- REQUIREMENT -
Put each data line from the one containing "form: point(22, 270)." through the one containing "point(360, 121)", inclusive, into a JSON list of strings, one string per line and no blank lines.

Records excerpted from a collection

((

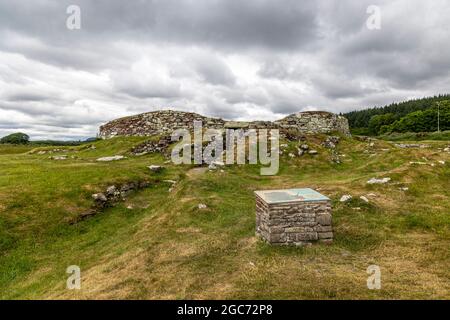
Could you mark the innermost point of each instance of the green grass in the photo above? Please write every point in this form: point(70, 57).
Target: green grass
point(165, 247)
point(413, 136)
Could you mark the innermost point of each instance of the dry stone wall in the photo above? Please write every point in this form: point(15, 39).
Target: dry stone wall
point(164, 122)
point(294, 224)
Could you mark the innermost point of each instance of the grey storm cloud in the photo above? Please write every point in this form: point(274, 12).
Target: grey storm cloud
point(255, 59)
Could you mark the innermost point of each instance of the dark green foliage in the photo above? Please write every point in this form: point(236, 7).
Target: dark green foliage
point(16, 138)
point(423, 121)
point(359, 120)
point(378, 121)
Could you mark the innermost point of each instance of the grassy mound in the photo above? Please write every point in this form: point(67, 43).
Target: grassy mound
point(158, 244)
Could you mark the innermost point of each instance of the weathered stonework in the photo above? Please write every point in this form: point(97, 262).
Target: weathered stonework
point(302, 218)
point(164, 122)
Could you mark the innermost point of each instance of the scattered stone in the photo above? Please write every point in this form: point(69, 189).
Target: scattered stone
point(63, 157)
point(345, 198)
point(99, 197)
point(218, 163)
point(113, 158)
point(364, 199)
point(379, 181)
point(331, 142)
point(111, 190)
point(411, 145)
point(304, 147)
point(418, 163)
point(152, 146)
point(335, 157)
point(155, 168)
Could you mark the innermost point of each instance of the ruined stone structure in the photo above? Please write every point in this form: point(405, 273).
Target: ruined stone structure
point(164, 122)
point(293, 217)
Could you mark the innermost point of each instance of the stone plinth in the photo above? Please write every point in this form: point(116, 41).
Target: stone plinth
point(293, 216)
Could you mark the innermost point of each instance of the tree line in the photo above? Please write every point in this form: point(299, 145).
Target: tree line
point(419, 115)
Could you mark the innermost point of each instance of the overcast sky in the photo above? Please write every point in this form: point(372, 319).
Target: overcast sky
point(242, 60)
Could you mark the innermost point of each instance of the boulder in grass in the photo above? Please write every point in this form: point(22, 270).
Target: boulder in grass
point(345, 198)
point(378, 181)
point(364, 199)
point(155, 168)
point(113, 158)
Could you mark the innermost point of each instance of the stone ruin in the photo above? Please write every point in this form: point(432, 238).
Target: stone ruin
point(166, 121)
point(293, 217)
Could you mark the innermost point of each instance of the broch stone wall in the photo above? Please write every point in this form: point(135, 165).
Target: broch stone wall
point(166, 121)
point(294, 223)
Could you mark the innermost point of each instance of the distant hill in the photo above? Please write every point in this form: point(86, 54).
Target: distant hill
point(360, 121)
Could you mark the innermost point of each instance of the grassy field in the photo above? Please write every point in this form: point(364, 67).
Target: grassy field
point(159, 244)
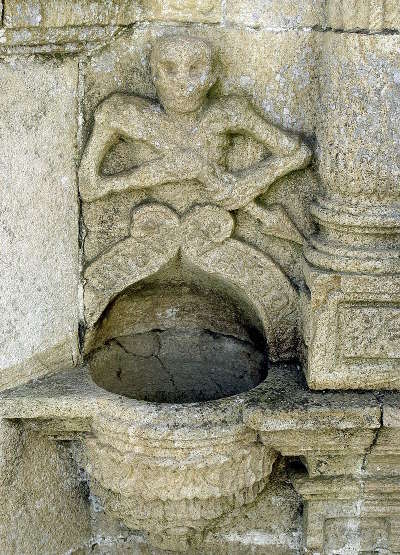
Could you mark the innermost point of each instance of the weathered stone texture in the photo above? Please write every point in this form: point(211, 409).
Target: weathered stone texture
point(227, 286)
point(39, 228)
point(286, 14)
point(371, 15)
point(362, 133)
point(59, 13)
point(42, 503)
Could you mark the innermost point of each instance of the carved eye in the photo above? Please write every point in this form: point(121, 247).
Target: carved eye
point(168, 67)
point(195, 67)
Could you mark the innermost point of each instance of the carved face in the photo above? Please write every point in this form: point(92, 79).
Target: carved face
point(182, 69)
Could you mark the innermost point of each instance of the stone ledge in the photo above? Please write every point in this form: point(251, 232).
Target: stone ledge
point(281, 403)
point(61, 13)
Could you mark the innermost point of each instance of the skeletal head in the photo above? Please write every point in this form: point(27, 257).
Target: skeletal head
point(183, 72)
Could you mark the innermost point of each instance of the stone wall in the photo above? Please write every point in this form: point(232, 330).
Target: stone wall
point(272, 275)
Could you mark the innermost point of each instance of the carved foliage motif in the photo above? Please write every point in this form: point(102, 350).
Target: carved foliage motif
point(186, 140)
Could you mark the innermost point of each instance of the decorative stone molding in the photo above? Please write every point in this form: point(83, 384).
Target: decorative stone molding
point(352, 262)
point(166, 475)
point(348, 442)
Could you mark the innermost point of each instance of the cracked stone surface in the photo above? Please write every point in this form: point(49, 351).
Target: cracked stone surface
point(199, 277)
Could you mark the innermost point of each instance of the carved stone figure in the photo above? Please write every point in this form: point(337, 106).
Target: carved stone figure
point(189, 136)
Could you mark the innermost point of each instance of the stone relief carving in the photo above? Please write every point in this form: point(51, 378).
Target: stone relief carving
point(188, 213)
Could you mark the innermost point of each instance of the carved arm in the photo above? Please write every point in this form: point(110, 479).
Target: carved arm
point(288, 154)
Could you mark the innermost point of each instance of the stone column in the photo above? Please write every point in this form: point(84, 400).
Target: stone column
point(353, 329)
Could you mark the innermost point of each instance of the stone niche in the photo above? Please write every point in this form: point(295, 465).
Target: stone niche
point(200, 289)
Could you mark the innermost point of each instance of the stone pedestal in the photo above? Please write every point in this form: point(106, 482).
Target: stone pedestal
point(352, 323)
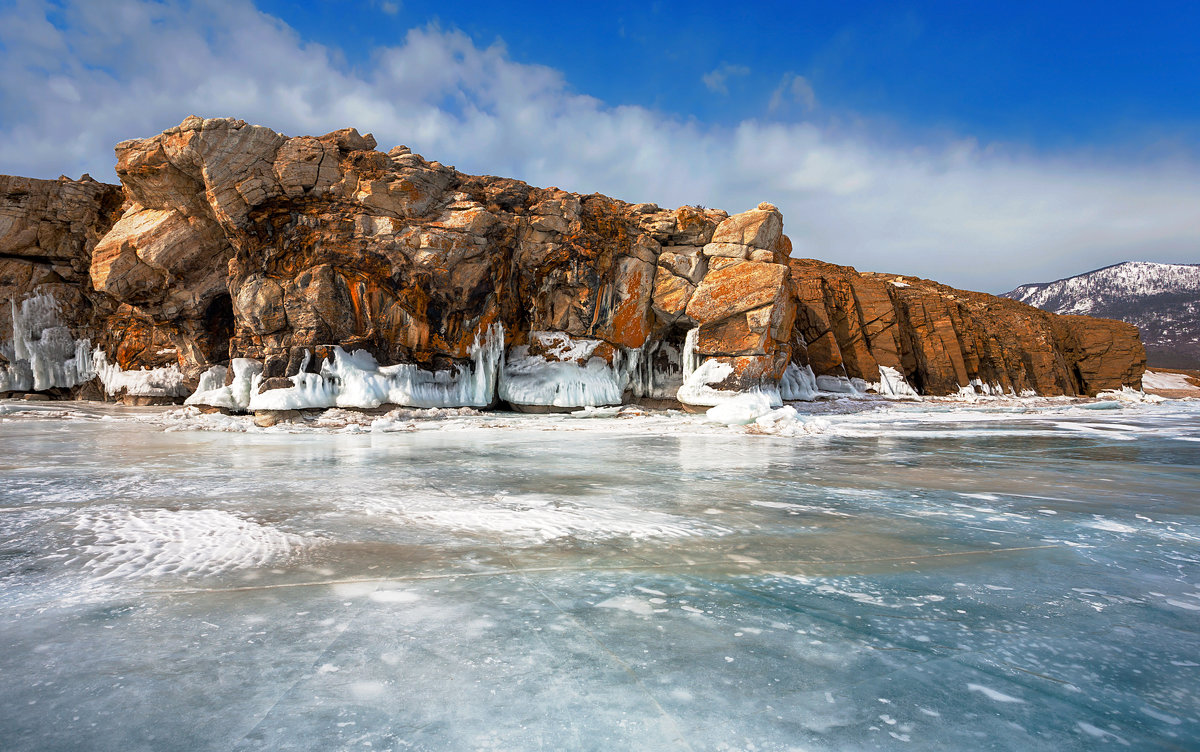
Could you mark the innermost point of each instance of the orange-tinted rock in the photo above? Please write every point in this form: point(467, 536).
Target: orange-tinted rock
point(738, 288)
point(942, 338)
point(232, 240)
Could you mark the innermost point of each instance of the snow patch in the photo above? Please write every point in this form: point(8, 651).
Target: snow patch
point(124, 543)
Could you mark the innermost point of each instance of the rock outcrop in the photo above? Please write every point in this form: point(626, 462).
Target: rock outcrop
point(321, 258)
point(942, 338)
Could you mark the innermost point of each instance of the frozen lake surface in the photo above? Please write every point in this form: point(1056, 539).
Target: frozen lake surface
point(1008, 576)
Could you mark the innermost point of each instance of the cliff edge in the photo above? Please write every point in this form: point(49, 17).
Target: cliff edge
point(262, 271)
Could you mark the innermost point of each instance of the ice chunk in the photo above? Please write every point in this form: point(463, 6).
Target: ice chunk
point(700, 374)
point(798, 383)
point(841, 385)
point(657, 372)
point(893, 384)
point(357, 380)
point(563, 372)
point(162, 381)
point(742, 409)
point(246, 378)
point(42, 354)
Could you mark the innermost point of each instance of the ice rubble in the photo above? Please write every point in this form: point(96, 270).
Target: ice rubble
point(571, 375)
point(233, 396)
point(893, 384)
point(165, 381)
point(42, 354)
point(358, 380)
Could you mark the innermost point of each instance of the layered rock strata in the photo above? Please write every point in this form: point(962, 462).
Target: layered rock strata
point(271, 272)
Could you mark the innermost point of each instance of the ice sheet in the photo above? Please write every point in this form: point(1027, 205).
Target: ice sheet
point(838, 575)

))
((

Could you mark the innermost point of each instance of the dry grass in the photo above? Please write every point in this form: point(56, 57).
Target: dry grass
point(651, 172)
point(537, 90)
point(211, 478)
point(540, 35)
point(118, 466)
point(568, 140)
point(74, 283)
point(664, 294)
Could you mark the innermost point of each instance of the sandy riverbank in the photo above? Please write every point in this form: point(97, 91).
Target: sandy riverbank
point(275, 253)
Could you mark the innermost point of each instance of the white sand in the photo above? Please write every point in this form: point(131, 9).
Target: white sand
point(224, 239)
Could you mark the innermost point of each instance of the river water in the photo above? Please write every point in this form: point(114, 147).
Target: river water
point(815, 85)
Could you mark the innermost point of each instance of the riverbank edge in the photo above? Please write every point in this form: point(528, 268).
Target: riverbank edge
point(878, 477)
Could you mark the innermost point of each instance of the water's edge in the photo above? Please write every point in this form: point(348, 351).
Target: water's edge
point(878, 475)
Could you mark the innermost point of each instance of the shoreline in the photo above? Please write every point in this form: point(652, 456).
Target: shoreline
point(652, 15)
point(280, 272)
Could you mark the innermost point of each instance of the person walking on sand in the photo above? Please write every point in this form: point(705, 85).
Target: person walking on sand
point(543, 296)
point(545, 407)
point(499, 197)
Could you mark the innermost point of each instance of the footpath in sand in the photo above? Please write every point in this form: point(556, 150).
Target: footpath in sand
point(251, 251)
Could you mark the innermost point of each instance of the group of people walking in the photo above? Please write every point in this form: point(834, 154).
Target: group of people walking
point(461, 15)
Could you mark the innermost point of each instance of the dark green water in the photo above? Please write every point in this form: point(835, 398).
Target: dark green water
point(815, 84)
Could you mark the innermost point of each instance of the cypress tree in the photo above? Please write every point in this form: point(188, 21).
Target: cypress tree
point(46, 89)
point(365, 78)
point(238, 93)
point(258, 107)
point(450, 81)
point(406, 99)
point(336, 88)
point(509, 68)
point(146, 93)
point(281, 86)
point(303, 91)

))

- RESULT OF THIS TASK -
[
  "Could you mark the innermost point of each instance of the boulder in grass in the photo above? Please write every point in this form: point(22, 270).",
  "Target: boulder in grass",
  "point(345, 198)",
  "point(378, 181)",
  "point(364, 199)",
  "point(155, 168)",
  "point(113, 158)",
  "Could you mark the innermost point of each instance of the stone ruin in the photo above? Please write every point in this form: point(432, 238).",
  "Target: stone ruin",
  "point(166, 121)",
  "point(293, 217)",
  "Could you mark the innermost point of each instance of the broch stone wall in the photo above? Please write every point in this form: point(135, 165).",
  "Target: broch stone wall",
  "point(166, 121)",
  "point(294, 223)",
  "Could you mark the innermost point of each instance of the distant hill in the photo above? Please write every point in this form: point(86, 54).",
  "Target: distant hill",
  "point(360, 121)"
]